Exercise directions: Within the records below, reproduce without change the lines from the line that has "bare branch as a single dot per instance." through the line that has "Each is formatted like [167, 99].", and only those.

Extracted entries:
· · · · · · ·

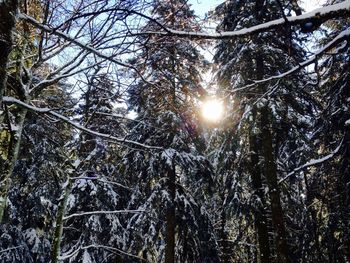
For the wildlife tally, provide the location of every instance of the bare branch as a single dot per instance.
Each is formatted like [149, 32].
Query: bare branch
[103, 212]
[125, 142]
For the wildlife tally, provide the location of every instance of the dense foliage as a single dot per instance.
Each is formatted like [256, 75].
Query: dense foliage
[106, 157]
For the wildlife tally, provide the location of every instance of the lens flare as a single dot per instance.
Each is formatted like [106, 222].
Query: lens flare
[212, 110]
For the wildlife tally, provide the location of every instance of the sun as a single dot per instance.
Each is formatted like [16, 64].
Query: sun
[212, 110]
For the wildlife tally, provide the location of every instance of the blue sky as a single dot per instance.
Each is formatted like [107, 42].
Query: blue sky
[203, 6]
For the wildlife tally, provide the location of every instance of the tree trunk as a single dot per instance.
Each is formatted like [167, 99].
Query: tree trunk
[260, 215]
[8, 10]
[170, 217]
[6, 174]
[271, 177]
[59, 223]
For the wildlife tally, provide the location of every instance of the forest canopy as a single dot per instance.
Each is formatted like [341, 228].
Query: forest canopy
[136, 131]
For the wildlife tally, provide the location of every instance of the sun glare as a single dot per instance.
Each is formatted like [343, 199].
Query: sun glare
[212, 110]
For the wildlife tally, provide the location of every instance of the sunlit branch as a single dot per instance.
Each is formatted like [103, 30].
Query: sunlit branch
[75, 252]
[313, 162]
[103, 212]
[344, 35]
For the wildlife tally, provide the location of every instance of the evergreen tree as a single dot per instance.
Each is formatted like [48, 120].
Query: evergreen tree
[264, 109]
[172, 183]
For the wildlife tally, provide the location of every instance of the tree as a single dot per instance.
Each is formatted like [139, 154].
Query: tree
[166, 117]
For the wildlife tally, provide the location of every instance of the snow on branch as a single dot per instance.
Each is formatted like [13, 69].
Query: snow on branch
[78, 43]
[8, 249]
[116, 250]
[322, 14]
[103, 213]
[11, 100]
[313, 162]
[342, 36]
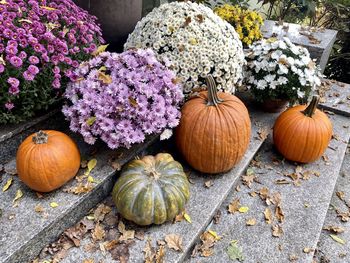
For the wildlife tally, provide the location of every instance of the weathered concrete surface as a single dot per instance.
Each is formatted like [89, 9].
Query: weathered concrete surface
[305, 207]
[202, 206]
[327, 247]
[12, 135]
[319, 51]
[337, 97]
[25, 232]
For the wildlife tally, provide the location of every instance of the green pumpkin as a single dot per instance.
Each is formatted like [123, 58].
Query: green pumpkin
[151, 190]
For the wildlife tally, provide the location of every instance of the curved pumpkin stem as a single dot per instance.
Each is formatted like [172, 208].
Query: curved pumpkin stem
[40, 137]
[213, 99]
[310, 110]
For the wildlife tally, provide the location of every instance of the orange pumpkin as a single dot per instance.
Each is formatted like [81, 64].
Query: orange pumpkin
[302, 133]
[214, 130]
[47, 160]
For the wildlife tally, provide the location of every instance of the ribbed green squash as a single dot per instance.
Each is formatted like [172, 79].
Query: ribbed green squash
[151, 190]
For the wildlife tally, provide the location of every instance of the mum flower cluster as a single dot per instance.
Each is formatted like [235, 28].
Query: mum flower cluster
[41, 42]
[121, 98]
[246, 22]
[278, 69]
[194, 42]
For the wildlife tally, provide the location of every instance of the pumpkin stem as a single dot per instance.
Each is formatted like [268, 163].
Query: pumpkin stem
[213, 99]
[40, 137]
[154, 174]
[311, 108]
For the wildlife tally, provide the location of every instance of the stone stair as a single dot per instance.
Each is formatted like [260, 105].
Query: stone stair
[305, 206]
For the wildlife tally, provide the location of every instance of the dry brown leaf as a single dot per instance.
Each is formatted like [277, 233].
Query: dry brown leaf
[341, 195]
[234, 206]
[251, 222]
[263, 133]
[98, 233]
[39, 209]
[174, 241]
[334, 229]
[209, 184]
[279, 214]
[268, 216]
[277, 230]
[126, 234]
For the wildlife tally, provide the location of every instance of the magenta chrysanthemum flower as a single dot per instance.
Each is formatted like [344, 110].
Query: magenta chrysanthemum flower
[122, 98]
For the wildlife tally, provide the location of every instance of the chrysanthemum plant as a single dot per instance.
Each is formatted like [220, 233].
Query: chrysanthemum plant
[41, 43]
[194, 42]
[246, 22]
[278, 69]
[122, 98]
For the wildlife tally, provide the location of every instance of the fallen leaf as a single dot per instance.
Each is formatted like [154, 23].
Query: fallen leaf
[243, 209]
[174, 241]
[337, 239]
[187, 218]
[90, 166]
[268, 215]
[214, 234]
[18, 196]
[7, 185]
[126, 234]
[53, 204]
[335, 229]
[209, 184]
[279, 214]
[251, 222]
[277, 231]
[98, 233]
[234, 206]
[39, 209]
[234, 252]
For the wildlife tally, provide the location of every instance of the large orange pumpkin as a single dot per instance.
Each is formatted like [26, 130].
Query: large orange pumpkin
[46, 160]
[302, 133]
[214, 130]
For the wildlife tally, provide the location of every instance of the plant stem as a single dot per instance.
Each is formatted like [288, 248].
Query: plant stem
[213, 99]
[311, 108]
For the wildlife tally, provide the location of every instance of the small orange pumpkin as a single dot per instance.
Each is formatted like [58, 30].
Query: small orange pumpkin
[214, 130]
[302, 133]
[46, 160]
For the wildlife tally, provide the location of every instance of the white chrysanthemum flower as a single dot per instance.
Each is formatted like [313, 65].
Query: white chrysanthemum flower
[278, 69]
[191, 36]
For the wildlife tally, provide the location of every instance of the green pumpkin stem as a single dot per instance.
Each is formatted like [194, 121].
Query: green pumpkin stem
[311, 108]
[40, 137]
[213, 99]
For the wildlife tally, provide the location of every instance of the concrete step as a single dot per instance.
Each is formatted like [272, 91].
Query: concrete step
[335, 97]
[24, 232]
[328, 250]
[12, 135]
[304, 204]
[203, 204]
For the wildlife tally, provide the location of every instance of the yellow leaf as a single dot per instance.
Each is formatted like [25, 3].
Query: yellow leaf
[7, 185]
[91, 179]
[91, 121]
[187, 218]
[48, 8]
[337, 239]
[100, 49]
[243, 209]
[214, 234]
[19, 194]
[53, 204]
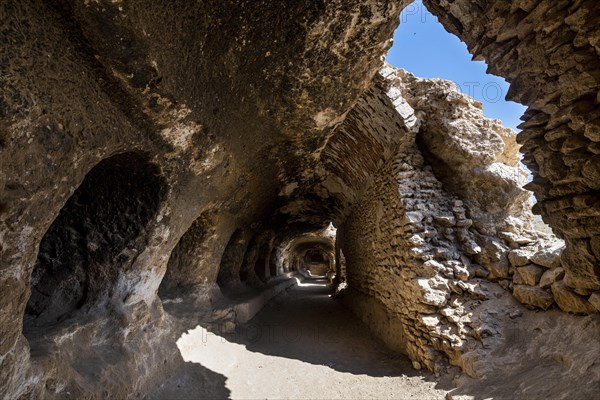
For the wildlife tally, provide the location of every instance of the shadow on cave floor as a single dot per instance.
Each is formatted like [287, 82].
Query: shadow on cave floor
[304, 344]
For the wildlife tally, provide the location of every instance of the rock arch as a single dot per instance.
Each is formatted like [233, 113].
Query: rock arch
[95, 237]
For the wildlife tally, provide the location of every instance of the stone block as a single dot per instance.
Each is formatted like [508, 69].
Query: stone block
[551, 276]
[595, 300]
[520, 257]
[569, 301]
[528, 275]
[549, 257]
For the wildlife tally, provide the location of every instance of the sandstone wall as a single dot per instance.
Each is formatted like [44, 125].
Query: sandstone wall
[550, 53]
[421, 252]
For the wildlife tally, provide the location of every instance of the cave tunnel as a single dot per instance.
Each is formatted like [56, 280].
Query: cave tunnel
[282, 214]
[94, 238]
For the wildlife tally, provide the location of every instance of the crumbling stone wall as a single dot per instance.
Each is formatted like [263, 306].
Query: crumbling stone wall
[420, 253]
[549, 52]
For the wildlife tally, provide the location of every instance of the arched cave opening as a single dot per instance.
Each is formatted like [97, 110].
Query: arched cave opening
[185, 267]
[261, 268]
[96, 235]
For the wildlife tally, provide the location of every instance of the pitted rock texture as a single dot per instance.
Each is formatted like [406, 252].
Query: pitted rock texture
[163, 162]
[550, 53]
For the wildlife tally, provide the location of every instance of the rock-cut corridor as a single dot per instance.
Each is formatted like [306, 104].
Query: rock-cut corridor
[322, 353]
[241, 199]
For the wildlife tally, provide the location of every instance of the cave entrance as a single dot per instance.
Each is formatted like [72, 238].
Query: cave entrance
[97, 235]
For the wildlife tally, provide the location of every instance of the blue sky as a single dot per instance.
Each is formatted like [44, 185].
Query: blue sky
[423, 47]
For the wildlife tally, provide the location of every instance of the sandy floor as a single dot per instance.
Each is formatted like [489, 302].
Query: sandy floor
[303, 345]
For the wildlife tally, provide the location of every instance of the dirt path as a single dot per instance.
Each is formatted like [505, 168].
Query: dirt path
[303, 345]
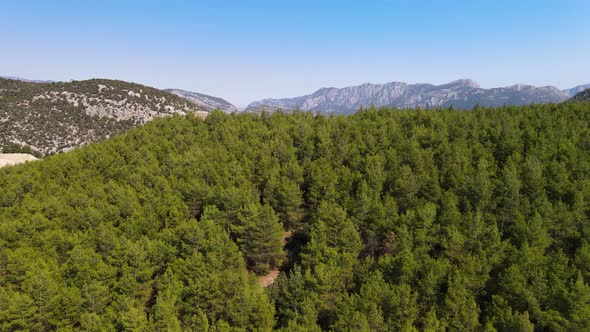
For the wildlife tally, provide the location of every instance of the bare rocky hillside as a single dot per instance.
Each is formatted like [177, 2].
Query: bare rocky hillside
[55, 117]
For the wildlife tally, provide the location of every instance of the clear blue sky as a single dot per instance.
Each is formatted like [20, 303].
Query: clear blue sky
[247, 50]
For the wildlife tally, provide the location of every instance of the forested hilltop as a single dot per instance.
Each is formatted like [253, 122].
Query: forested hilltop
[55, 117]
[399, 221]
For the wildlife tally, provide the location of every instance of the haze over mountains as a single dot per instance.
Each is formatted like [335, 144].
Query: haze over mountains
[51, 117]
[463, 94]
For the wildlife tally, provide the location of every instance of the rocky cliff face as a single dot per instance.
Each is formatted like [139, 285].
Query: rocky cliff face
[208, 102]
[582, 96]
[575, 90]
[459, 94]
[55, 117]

· · · · · · ·

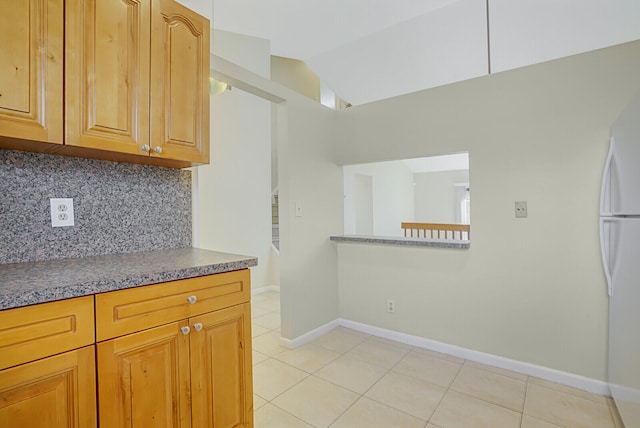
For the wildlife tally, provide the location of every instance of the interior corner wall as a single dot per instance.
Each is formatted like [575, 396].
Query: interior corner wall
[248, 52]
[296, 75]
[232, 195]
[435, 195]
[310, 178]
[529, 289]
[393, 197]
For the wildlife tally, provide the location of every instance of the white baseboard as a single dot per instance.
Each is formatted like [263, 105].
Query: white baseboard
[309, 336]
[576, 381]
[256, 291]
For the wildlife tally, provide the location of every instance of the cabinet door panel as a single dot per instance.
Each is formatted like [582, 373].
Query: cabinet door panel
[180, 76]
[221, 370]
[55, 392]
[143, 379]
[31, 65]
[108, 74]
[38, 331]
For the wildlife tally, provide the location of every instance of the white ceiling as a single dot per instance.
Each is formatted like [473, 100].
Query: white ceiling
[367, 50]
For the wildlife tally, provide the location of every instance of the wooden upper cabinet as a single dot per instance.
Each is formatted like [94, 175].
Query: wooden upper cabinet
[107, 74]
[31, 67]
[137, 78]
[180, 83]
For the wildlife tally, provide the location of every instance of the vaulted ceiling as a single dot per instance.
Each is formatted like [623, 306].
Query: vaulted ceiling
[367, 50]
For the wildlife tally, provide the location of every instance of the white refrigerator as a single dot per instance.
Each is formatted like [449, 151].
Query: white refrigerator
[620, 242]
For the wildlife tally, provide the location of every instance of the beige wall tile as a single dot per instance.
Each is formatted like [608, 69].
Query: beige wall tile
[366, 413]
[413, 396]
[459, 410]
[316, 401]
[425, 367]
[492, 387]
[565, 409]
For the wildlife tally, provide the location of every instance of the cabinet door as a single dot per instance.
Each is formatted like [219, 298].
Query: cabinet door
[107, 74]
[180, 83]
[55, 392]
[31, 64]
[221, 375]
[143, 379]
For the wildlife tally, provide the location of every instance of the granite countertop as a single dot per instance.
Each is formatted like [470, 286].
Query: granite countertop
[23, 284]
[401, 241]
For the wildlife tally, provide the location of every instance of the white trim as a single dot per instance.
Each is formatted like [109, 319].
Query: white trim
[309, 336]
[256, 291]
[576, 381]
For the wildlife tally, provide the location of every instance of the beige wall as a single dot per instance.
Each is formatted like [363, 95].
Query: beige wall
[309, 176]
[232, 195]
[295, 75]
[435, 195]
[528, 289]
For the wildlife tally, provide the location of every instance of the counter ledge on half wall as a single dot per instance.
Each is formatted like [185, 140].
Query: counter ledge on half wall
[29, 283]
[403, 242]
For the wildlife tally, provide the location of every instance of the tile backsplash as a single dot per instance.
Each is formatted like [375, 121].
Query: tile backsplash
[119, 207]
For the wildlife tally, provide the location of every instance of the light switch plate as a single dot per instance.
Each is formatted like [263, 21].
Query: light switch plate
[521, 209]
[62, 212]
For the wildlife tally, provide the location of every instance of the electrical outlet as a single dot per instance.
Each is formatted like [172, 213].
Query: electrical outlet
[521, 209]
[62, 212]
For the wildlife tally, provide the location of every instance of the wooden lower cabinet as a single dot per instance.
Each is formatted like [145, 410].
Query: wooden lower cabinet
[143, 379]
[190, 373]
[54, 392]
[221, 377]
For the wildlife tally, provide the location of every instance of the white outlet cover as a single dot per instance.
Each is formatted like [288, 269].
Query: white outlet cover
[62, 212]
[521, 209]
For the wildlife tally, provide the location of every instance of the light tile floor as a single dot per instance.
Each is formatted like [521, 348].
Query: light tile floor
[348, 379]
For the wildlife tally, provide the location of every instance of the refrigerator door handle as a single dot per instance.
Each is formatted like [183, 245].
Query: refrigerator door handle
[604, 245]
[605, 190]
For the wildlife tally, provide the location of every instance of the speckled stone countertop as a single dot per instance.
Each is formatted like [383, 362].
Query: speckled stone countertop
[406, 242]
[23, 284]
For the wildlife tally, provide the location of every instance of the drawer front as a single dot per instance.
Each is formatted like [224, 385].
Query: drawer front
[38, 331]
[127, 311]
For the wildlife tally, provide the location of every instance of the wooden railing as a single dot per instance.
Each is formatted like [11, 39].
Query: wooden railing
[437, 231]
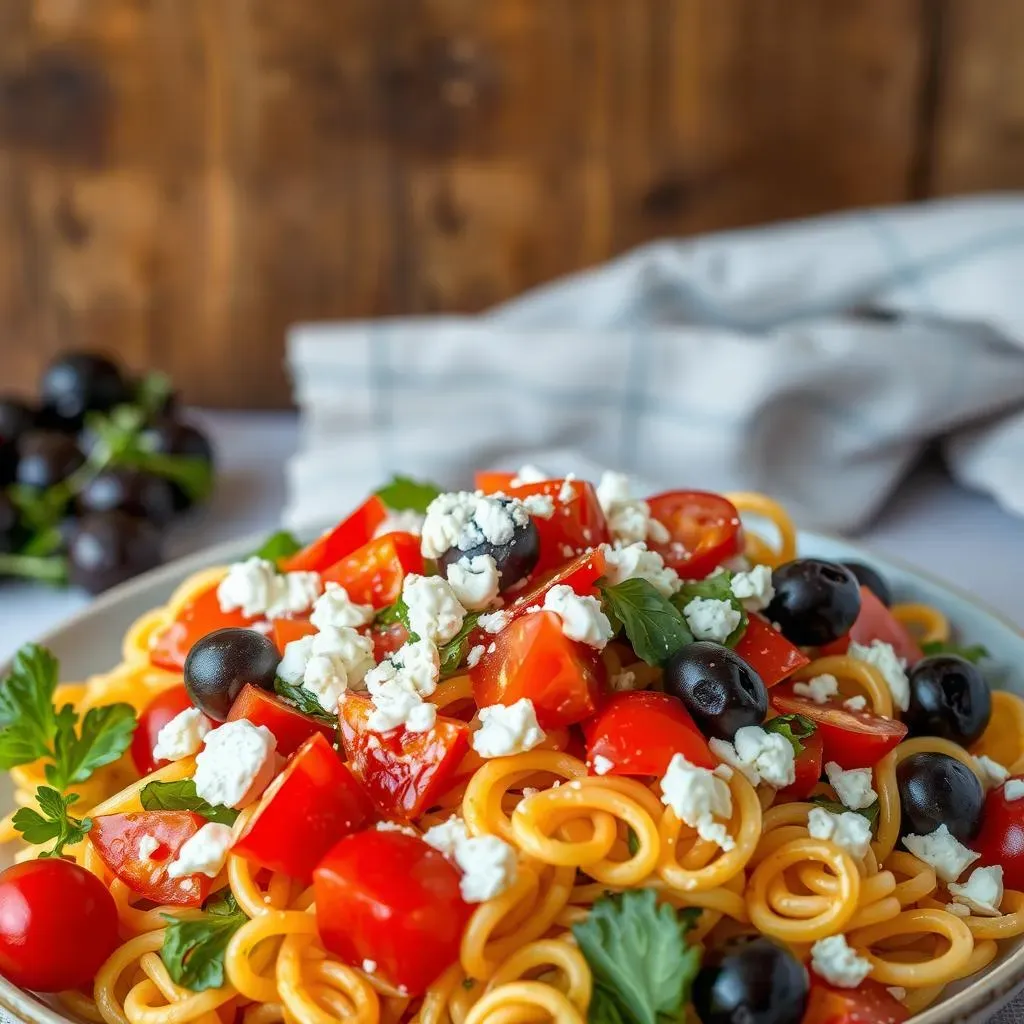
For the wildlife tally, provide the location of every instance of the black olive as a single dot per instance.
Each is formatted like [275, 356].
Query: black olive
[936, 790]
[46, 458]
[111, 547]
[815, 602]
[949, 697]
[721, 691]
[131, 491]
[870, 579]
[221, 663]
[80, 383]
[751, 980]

· · · · · · ·

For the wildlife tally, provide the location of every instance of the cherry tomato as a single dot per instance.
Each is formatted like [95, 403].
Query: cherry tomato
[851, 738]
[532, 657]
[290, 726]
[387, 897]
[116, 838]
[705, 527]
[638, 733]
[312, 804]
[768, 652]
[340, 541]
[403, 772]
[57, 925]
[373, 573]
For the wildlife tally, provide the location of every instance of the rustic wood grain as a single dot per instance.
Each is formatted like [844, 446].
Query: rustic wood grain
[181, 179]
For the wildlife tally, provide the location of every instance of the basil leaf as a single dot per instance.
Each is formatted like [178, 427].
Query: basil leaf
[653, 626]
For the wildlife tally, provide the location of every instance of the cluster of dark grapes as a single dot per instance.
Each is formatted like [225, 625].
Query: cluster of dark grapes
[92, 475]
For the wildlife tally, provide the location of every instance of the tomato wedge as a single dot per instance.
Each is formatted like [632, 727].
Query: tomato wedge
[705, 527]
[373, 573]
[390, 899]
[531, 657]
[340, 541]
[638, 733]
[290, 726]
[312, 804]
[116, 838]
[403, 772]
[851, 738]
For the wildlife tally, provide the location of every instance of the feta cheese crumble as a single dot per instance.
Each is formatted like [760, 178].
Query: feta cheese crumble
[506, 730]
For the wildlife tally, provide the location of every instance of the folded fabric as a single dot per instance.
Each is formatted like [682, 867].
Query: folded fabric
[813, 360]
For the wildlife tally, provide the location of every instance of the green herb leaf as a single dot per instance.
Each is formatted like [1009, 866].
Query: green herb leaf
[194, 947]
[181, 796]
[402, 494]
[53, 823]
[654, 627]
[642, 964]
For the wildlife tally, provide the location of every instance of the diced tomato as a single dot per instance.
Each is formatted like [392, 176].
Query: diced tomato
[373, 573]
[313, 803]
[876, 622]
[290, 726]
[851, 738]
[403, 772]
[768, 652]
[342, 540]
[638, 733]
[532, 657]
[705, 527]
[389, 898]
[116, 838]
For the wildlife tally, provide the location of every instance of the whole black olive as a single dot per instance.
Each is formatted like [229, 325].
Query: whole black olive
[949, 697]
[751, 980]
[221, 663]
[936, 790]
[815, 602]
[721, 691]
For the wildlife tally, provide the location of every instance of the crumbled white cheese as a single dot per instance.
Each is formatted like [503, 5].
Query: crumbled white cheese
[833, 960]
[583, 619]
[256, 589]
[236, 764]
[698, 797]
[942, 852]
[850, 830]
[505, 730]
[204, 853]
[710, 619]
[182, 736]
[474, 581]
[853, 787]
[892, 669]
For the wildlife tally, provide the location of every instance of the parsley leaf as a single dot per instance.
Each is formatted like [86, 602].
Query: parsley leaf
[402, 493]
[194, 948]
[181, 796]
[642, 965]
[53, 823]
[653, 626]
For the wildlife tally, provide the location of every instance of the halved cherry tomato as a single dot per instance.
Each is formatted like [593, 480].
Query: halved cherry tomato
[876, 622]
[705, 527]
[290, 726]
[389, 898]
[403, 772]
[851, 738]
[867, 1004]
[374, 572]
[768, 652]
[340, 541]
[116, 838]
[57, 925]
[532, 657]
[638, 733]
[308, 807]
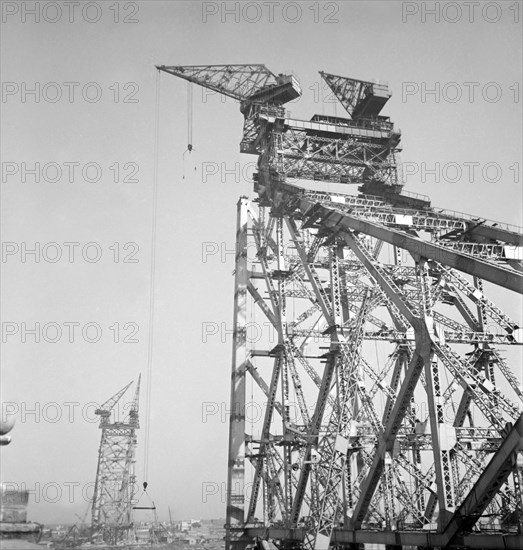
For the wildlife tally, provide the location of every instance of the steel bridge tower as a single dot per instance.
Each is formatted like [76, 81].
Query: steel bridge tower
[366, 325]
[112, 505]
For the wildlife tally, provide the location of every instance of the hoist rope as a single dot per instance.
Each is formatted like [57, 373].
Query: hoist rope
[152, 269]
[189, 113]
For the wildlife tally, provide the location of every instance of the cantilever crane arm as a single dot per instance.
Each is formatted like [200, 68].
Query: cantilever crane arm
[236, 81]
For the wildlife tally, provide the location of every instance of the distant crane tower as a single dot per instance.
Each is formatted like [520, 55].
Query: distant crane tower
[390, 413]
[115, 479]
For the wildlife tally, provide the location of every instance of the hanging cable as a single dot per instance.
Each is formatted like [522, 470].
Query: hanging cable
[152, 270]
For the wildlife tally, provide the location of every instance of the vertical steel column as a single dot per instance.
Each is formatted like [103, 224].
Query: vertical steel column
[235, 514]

· · · · · · ·

Answer box:
For the wildlife tally, provide the location of every instance of the bare branch as a single dot per instance.
Each is formatted like [149, 32].
Query: bare branch
[103, 212]
[125, 142]
For the wildlife tally, provide the location of every instance of the dense foliage as a single dot per instance.
Each is formatted like [256, 75].
Query: dense foliage
[106, 157]
For the wildlife tally, provide the location of every instance of the lens flare as a single dot per instance.
Each is formatted like [106, 222].
Query: lens flare
[212, 110]
For the wildlife tally, provide the location of every instance of the sun as a single dot per instance.
Each is formatted like [16, 64].
Query: sun
[212, 110]
For the wildlife tally, provide the location of every instance of the blue sky as a single dot per instance.
Each is formatted like [107, 42].
Query: blue sky
[203, 6]
For the wildlife tally, provide the location of every instance of the tree trunk as a single dot per instance.
Each is formatted like [167, 99].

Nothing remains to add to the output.